» **Description of the task**
Count the lines below that contain the word "chandelier", and give only that number.

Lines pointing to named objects
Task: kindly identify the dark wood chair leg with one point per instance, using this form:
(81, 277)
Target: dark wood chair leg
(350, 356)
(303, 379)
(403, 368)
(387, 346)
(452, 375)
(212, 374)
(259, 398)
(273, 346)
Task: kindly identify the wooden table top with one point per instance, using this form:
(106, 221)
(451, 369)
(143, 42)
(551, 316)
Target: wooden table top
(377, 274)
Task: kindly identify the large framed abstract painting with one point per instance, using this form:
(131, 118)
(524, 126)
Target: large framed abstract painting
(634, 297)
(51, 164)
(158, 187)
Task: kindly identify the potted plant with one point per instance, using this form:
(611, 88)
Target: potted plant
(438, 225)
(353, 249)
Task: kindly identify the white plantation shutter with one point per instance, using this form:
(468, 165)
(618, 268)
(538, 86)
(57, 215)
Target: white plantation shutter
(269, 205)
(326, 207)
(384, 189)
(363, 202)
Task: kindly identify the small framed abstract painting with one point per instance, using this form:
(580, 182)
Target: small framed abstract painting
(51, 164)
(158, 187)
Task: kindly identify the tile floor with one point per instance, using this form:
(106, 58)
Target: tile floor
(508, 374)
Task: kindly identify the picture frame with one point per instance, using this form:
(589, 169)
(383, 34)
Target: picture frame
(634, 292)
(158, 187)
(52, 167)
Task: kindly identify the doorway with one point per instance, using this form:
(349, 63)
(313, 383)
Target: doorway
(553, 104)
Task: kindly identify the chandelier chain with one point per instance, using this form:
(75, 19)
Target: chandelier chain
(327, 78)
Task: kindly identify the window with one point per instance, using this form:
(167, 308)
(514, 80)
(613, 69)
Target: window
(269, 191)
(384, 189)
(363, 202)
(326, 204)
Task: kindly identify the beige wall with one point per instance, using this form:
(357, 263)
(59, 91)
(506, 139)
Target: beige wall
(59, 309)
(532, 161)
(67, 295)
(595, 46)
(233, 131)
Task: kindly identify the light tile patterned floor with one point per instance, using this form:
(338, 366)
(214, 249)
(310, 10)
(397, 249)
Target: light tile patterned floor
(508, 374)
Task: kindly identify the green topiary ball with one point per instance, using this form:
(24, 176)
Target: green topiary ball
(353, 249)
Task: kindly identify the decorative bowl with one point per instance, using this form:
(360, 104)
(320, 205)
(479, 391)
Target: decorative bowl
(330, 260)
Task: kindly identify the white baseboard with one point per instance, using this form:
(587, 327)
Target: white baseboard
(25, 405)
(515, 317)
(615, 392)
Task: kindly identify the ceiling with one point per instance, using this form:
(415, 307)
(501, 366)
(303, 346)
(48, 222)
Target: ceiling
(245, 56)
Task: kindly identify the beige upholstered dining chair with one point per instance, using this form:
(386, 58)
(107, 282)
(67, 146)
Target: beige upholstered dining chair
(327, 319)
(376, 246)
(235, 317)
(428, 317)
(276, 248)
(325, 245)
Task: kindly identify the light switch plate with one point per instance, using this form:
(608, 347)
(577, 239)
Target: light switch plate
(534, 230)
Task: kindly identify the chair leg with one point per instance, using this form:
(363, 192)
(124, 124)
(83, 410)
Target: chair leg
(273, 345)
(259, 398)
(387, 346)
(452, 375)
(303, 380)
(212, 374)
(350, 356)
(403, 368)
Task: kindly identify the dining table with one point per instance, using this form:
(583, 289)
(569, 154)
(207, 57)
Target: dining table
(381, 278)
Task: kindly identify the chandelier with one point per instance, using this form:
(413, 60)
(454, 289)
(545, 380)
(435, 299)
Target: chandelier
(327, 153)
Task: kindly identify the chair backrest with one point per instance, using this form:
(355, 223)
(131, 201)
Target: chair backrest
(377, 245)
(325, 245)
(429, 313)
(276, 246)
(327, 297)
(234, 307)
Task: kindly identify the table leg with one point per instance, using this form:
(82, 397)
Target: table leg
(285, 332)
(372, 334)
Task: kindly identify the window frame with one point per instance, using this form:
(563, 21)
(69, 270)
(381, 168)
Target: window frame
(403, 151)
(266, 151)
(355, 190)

* * *

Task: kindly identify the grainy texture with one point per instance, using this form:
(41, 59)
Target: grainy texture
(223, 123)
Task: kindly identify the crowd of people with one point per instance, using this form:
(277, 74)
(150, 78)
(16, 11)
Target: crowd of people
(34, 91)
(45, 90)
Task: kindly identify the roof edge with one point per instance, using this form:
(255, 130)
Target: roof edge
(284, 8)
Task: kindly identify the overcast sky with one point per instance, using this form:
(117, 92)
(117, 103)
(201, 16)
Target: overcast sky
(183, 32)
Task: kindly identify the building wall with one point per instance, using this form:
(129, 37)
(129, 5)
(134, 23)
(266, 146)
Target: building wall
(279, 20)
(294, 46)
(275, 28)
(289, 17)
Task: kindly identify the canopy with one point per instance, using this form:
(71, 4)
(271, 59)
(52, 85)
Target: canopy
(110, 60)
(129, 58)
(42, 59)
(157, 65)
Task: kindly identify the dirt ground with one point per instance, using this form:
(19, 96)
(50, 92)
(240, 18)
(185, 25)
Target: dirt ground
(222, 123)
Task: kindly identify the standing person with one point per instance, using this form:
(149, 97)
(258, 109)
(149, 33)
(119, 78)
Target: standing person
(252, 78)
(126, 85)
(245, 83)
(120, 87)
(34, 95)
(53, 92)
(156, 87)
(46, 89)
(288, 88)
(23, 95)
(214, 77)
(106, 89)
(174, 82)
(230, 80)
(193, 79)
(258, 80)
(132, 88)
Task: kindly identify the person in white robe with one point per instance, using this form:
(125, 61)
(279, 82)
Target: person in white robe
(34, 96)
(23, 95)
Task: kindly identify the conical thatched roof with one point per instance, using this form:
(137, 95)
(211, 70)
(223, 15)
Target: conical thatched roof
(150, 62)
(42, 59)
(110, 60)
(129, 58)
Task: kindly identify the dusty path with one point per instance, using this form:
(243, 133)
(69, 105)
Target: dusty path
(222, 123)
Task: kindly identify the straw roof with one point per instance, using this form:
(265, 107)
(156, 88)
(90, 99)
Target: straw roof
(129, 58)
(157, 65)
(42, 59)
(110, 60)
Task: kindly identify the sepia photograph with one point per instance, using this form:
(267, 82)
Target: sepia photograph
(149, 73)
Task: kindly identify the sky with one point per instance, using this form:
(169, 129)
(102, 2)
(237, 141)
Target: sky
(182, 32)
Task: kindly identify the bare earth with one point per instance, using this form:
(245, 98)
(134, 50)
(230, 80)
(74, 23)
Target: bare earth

--

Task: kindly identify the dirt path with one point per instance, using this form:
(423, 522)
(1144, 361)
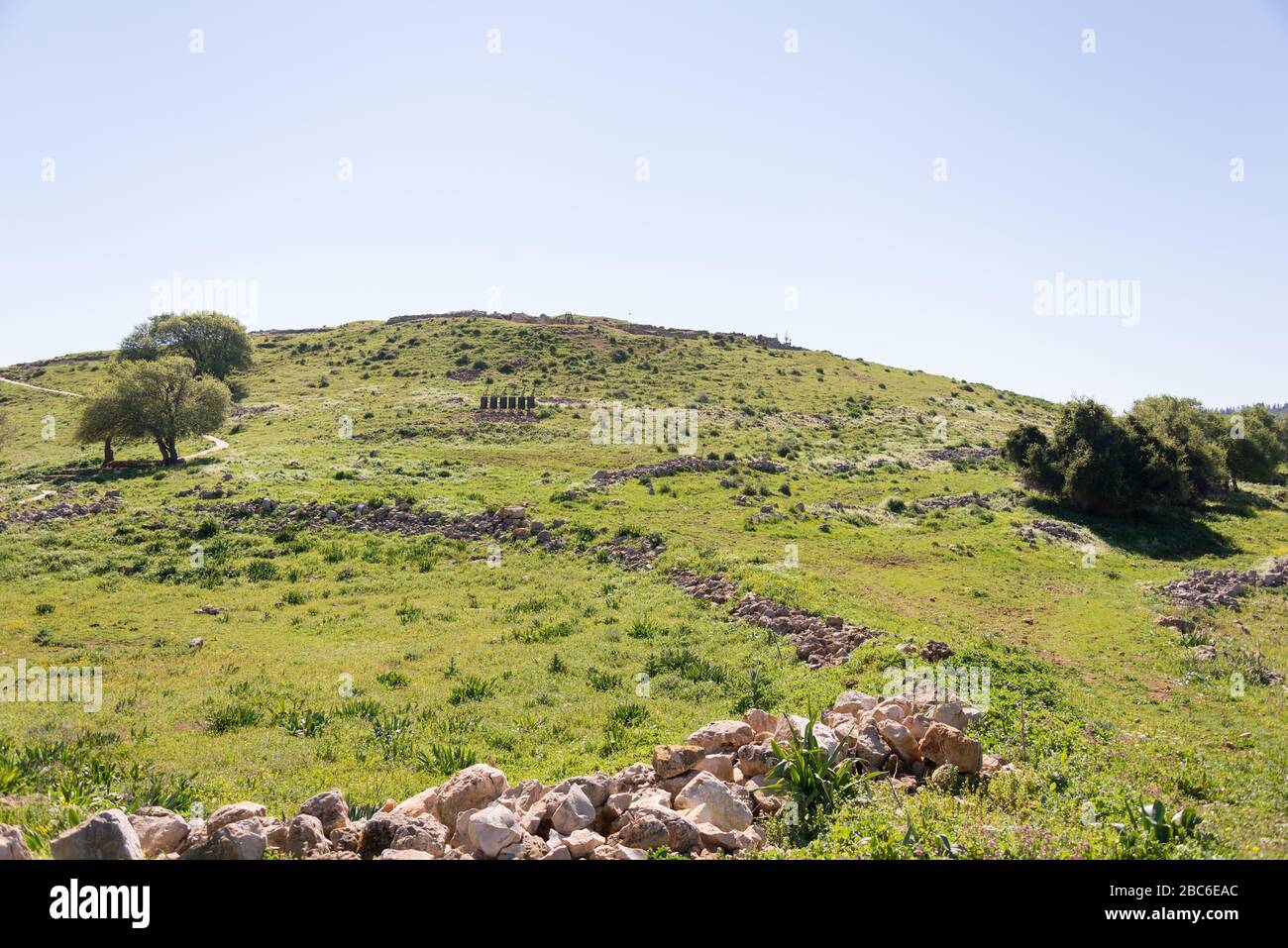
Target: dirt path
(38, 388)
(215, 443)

» **Exercise output**
4